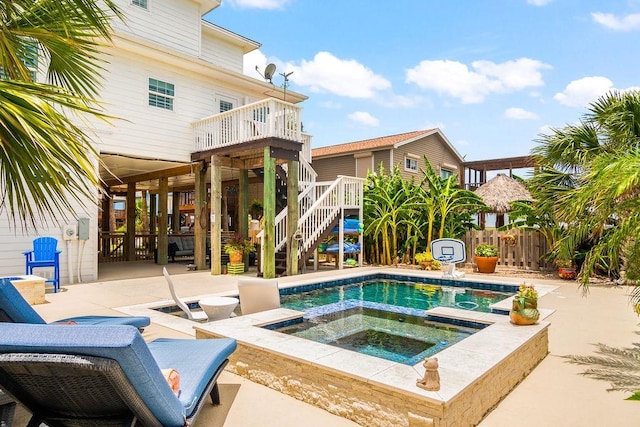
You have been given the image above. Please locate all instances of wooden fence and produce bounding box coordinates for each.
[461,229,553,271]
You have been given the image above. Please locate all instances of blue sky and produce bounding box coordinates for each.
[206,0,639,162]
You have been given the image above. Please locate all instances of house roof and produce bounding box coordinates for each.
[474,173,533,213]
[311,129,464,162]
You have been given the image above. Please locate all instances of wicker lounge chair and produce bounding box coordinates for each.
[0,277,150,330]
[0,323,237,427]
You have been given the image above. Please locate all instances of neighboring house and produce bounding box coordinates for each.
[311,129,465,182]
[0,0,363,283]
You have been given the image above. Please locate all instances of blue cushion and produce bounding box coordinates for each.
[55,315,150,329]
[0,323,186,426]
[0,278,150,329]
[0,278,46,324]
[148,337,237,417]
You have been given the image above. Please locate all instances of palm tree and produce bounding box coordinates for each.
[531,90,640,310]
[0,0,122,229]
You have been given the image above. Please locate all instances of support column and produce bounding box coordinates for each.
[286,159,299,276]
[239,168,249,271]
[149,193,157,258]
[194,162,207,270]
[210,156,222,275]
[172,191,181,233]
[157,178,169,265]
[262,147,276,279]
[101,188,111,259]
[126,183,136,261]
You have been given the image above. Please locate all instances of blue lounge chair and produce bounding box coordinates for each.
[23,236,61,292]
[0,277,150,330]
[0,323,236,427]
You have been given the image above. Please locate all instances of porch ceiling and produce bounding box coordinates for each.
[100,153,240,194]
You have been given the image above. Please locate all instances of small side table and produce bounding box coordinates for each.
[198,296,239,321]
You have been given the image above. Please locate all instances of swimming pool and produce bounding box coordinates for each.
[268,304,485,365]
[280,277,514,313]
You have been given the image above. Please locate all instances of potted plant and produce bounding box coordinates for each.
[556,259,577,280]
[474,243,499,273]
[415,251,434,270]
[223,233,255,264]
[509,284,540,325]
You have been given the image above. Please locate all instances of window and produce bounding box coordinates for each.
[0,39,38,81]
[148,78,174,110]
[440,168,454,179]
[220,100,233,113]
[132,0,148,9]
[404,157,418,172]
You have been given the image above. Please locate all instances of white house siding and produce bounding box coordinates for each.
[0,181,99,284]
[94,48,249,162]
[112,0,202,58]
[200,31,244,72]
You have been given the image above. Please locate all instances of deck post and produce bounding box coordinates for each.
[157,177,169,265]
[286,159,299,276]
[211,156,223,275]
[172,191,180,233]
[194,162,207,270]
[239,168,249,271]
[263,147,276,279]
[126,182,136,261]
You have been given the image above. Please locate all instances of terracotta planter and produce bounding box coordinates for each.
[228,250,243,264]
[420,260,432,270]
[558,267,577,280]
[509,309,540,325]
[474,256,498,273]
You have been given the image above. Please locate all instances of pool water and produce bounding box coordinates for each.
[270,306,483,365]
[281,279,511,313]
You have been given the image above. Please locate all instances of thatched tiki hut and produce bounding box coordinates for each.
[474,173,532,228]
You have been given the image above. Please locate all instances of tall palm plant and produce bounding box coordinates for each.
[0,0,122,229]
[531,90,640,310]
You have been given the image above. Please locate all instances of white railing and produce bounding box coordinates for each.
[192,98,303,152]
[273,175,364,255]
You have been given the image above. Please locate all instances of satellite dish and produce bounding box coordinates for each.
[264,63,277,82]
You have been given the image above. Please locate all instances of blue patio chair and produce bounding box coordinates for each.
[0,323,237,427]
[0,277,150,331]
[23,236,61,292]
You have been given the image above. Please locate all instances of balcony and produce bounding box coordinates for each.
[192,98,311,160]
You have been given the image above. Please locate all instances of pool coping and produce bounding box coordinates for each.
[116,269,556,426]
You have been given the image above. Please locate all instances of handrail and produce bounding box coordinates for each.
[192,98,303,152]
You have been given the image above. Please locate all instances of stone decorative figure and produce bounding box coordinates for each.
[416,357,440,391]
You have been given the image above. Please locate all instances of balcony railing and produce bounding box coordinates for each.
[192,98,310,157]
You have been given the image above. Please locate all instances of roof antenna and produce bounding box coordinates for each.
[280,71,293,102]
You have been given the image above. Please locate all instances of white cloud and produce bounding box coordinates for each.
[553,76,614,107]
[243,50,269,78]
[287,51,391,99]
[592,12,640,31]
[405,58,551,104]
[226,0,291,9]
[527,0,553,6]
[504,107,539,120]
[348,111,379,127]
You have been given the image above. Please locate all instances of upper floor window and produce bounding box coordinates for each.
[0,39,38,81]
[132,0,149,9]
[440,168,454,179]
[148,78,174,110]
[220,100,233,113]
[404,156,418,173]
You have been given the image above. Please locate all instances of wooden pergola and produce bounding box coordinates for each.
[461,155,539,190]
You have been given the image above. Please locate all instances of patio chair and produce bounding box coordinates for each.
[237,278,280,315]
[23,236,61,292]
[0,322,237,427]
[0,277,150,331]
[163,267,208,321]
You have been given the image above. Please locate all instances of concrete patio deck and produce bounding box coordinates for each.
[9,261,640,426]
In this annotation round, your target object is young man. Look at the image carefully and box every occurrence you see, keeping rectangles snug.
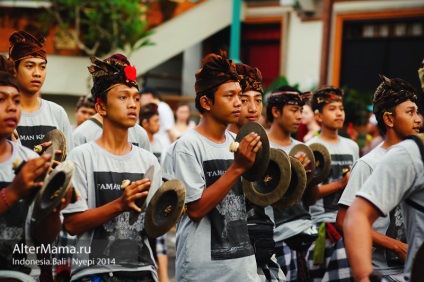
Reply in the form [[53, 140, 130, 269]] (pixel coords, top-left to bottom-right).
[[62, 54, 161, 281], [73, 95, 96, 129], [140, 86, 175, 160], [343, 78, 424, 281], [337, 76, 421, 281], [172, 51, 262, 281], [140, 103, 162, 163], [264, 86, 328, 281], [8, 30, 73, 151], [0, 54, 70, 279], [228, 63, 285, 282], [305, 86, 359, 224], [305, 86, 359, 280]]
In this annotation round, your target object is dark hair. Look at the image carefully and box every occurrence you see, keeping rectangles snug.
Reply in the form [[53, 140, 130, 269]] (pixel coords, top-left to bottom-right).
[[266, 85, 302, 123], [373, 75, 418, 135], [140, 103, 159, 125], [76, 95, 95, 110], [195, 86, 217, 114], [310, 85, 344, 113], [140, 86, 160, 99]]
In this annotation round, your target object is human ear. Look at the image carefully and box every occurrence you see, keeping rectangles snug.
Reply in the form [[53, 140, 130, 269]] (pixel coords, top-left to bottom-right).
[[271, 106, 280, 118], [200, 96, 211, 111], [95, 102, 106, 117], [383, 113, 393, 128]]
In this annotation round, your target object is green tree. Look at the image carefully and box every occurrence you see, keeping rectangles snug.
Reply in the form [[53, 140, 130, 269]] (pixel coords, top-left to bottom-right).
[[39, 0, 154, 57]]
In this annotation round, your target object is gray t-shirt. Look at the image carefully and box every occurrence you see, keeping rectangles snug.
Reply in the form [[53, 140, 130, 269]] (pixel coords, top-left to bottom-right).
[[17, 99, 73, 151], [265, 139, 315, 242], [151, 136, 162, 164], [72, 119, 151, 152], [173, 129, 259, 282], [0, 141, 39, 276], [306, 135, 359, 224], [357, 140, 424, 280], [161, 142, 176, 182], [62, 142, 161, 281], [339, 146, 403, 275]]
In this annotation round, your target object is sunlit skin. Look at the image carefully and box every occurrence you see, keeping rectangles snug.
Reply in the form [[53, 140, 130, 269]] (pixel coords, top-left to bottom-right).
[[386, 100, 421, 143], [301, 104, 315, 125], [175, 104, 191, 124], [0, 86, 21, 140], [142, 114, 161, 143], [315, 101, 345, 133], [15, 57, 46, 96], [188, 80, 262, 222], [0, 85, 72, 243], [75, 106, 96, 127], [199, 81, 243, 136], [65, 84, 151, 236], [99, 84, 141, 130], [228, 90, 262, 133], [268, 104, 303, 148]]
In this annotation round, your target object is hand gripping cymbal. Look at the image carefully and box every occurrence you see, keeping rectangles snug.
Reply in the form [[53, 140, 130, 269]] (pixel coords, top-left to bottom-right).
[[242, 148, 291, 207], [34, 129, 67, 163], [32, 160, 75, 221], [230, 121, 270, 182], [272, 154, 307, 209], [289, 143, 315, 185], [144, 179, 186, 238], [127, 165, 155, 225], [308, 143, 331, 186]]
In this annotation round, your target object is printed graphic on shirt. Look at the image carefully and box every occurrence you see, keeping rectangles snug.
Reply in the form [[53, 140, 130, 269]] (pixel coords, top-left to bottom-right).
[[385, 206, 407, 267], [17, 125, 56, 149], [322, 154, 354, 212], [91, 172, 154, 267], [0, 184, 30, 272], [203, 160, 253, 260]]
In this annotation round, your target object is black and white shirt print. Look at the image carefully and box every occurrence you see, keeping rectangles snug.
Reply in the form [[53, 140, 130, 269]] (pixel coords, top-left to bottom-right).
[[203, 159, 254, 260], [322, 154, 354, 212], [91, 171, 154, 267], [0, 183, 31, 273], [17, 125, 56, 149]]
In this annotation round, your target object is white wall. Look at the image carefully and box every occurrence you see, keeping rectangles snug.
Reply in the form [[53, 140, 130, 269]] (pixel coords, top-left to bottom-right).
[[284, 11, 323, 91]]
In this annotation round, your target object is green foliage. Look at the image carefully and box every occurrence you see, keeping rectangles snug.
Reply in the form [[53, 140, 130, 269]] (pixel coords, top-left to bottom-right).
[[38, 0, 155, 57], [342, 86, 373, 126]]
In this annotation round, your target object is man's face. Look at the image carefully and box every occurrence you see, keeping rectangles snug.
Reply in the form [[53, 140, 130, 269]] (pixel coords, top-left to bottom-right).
##########
Search the entries for the string "green" and return each line where it turns up.

In this annotation round, your target object is green tree. Look at the image carefully and box every occurrence you see, keeping rectangles snug.
In this annotation round, your target object is green foliage. Look at the image carefully and box every occurrence you see, keeping rectangles snug.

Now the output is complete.